> [Alıntılanan metin]:
::::::::
21 Ocak 2012 Cumartesi

ankara

ankara hakkında yazasım var bu kez. ankara bana öyle şeyler yaptı ki. aslında güzel yerdir ankara. karlar altında olmak ankaraya çok yakışır, birçok şehirden daha çok.
alışveriş merkezleri vardır bir sürü, kentpark, cepa, ankamall, panora falan. sevene çok güzeldir, sevmeyene tam bir işkence.
bi de üniversiteleri vardır. ankarada öğrenci olmak başlı başına bi iştir zaten de, burslu bi öğrenci olmak daha zordur. hele de senin bursunu ortalamaya bağlı tutmuşlarsa ve kesmek için çok uğraşıyorlarsa. tabii hukuk öğrencisi olunca o burs rahat rahat kesilir. istediğimi yazmamış der geçer hoca, olay da orda biter. neye göre puan verdiğini kim nereden bilecek, matematik gibi işlem değil ki. tam anlamıyla yorum işi, işin allaha kalıyor. bb-cb beklediğin derslerden fd-ff alır ve kalırsın. bu ne demek? bursunun kesilmesi demek tabii ki.
::::::::
> [Gösterilen veriler]:
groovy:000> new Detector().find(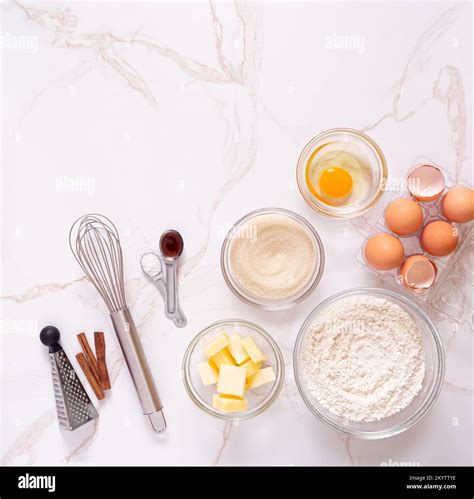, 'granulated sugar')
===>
::::::::
> [Yapılacak iş]:
Ankara hakkındaki yazıdan bir bölümü hiç değiştirmeden yazınız. "21 Ocak 2012" sözlerinin geçtiği yerden başlayın ve "şehirden daha çok." sözlerinden sonra durun.

> [Görev sonucu]:
21 Ocak 2012 Cumartesi

ankara

ankara hakkında yazasım var bu kez. ankara bana öyle şeyler yaptı ki. aslında güzel yerdir ankara. karlar altında olmak ankaraya çok yakışır, birçok şehirden daha çok.